**Goal:** Pick out every line of the records below that contains the word "place", matching case exactly, and copy each such line.

(Named-object pointing records)
◇ ◇ ◇ ◇ ◇ ◇ ◇
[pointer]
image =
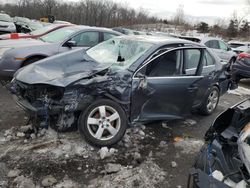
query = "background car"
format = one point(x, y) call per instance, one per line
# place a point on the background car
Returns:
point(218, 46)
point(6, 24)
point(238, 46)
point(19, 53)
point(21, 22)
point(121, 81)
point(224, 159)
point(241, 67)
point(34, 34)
◇ ◇ ◇ ◇ ◇ ◇ ◇
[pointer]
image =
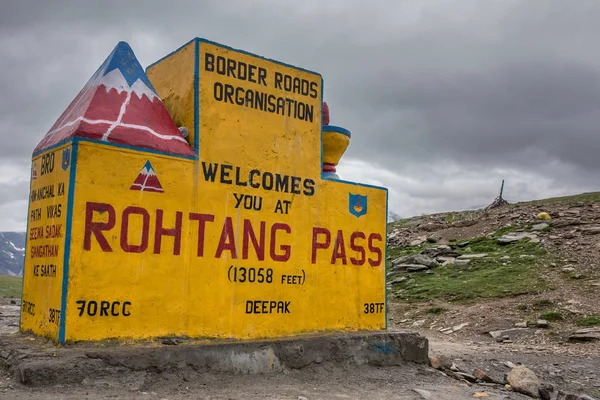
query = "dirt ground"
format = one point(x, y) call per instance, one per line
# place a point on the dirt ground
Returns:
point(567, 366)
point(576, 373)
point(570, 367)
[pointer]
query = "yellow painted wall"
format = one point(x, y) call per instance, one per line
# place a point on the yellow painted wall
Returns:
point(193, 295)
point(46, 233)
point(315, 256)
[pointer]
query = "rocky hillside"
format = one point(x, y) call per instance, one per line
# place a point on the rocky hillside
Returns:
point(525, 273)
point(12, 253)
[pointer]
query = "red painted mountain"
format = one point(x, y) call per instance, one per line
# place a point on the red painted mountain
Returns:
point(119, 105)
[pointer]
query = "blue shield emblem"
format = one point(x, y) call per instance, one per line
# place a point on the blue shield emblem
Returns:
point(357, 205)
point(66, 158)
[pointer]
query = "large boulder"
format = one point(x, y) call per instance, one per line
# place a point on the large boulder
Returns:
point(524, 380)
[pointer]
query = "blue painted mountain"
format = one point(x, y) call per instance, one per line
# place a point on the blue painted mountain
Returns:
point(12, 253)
◇ ◇ ◇ ◇ ◇ ◇ ◇
**Solution:**
# place a point on the background car
# place a point on the dirt ground
# place a point on the yellow painted wall
# place a point on the rocky hillside
# place a point on the red painted mountain
# place a point on the blue shield emblem
# place a point on the large boulder
# place a point on the blue painted mountain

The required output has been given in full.